Short task: Return every line of the material below that contains the string "wooden".

[Stored entries]

<<<<

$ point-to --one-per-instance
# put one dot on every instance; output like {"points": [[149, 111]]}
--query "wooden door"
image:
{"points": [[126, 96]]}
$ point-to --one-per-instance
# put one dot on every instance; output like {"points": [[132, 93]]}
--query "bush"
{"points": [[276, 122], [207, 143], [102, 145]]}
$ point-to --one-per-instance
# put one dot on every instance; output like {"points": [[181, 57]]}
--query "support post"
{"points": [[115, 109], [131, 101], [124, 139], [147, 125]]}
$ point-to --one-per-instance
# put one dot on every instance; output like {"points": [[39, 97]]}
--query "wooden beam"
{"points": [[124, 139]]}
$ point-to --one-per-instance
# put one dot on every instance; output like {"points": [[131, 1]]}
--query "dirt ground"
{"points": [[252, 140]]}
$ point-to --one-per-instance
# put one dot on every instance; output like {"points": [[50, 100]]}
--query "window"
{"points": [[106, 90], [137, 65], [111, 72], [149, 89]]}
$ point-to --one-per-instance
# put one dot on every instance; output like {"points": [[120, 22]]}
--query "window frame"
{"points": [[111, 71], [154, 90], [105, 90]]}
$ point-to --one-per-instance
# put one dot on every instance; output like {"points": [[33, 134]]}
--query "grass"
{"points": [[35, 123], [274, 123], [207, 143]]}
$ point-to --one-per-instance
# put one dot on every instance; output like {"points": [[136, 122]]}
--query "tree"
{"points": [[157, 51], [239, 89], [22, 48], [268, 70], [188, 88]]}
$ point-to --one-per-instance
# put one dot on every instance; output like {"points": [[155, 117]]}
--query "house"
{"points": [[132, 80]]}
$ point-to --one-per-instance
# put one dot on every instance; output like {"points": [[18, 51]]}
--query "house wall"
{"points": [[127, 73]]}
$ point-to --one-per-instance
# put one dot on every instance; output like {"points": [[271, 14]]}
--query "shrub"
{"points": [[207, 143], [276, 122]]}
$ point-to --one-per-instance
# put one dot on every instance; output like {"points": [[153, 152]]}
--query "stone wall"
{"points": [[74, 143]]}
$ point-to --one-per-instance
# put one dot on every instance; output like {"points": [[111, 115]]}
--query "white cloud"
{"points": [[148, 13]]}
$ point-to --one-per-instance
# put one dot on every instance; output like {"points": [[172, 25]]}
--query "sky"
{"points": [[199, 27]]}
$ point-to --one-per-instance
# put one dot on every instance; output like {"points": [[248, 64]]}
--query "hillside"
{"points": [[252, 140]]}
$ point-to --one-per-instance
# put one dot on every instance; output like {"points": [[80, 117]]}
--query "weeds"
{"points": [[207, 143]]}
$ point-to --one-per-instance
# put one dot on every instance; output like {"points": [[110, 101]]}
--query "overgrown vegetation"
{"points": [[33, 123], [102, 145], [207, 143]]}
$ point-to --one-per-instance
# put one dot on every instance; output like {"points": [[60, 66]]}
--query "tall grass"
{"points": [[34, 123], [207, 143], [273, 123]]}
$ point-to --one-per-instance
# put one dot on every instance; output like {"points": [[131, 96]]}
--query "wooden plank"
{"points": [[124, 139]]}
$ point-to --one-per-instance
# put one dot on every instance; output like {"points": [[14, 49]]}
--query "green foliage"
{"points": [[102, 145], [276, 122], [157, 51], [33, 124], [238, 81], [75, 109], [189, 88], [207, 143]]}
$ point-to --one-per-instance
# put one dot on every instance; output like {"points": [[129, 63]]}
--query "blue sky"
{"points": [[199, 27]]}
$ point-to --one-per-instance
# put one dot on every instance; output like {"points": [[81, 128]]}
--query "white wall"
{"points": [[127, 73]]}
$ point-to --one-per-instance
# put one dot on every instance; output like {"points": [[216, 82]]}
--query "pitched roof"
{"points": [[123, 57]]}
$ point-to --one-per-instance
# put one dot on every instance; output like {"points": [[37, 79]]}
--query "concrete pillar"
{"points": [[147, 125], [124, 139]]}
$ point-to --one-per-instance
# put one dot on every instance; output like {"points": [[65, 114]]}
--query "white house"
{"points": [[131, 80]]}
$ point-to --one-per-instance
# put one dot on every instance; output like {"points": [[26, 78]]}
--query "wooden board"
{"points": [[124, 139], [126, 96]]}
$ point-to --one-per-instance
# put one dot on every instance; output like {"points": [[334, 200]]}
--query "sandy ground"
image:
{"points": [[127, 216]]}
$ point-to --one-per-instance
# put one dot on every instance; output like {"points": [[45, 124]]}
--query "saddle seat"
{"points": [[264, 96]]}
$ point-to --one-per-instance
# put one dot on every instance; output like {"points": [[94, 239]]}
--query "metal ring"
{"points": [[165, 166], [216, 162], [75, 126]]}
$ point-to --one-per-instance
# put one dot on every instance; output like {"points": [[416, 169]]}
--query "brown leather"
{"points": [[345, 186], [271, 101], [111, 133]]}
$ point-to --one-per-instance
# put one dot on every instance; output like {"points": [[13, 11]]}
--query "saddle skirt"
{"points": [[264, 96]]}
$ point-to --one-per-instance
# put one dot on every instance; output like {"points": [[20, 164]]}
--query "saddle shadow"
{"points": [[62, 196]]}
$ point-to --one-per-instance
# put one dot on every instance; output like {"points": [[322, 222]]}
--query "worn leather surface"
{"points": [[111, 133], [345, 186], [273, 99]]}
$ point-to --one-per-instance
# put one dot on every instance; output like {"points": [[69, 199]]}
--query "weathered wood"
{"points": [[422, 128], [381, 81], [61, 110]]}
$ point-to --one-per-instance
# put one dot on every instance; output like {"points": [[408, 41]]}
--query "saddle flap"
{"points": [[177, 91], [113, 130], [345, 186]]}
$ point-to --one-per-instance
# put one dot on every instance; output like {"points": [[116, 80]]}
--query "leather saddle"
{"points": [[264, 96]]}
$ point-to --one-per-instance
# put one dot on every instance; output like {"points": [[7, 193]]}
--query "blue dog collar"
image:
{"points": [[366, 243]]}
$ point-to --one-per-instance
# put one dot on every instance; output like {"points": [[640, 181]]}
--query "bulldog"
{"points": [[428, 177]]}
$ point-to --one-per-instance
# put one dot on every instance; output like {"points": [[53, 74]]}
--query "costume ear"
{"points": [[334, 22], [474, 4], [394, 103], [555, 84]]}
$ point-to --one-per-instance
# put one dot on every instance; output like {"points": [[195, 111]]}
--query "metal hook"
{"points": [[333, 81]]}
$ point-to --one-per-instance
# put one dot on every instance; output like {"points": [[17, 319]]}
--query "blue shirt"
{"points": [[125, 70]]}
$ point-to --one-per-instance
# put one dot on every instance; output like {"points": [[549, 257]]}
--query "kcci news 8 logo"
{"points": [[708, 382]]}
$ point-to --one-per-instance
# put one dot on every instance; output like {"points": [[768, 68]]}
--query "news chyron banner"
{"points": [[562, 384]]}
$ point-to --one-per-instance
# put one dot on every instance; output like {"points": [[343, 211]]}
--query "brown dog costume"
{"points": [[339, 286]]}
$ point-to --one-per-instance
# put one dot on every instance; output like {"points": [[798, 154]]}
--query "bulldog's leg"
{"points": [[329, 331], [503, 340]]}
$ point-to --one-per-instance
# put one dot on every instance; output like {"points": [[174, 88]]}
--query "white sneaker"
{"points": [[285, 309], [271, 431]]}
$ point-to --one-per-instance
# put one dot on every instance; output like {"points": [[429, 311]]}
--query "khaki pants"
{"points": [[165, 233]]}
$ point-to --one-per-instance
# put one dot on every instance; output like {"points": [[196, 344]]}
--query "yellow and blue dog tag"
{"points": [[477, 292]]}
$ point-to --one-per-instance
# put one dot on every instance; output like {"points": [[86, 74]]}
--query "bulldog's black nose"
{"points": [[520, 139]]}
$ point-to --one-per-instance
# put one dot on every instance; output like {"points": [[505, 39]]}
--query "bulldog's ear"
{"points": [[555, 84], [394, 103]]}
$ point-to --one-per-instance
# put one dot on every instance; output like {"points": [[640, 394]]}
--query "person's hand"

>>>>

Written reply:
--query "wooden door"
--query "wooden beam"
--query "wooden plank"
--query "wooden board"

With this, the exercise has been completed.